** REQUIRED WORK **
Can you reproduce the data below, changing every "actual" to "expected" and leaving everything else as it is?

** DATA FOR PROCESSING **
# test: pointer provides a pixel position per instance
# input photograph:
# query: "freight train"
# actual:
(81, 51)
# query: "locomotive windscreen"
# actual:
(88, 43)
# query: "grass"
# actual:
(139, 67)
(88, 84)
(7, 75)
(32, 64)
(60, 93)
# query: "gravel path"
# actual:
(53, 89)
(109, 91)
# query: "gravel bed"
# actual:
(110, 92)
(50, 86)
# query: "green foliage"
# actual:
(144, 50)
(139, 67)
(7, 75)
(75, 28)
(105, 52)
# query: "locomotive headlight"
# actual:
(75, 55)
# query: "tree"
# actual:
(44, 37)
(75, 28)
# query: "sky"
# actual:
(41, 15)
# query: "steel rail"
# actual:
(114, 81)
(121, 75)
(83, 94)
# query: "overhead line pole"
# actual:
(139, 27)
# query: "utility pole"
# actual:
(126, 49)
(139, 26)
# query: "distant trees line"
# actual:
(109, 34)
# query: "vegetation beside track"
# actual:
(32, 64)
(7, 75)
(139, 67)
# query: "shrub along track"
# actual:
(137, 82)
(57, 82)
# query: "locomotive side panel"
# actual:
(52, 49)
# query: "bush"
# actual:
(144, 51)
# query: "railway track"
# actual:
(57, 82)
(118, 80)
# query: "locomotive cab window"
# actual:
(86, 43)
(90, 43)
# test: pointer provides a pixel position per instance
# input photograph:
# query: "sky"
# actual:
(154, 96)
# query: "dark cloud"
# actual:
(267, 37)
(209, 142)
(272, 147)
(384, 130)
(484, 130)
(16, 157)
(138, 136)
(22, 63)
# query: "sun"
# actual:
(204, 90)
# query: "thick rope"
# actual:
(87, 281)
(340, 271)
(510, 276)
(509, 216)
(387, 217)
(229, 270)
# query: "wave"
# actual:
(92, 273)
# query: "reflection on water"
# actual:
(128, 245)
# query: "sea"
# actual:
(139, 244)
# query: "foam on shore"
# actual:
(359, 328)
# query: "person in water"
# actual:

** REPLY TO THE EXERCISE **
# test: pointer provides a pixel position per instance
# input photograph:
# query: "freight train"
# expected:
(81, 51)
# query: "locomotive windscreen"
# expected:
(88, 43)
# query: "grass"
# expected:
(139, 67)
(88, 84)
(7, 75)
(32, 64)
(60, 93)
# query: "gravel path"
# expected:
(53, 89)
(109, 91)
# query: "gravel bed"
# expected:
(110, 92)
(50, 86)
# query: "green foliage"
# expected:
(144, 50)
(139, 67)
(7, 75)
(75, 28)
(105, 52)
# query: "locomotive headlight"
# expected:
(75, 55)
# query: "tree"
# expected:
(44, 37)
(75, 28)
# query: "sky"
# expected:
(41, 15)
# query: "steel rail"
# expected:
(114, 81)
(121, 75)
(83, 94)
# query: "overhead line pole"
# expected:
(139, 27)
# query: "utility pole"
# expected:
(126, 49)
(139, 26)
# query: "distant trees line"
# expected:
(109, 34)
# query: "vegetation beside track"
# expected:
(32, 64)
(7, 75)
(139, 67)
# query: "shrub along track"
# expected:
(137, 82)
(57, 82)
# query: "locomotive side panel"
# expected:
(52, 49)
# query: "bush"
# expected:
(144, 51)
# query: "railway track"
# expected:
(57, 82)
(118, 80)
# query: "locomotive cab window"
# expected:
(86, 43)
(90, 43)
# test: pointer provides a pixel position per instance
# input photograph:
# query: "sky"
# expected:
(154, 96)
# query: "dark cloud"
# expected:
(267, 37)
(209, 142)
(272, 147)
(384, 130)
(484, 130)
(16, 157)
(138, 136)
(22, 63)
# query: "sun"
# expected:
(204, 90)
# query: "thick rope"
# expected:
(87, 281)
(340, 271)
(510, 276)
(509, 216)
(387, 217)
(229, 270)
# query: "wave"
# expected:
(92, 273)
# query: "reflection on water"
# expected:
(128, 245)
# query: "sea"
# expected:
(139, 244)
# query: "foam on shore"
# expected:
(359, 328)
# query: "person in water"
# expected:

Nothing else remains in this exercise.